GOAL OF THE EXERCISE: Could you print all of the data below again, exactly?

(Point-per-instance localization data)
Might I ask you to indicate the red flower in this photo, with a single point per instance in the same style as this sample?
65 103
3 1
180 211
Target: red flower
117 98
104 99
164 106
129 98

THE COMPLETED TASK:
Might I ask you to indicate the red flower in this photo, with a single point per instance in the same style as this sample?
65 103
3 1
180 211
Target: red flower
117 98
104 99
164 106
129 98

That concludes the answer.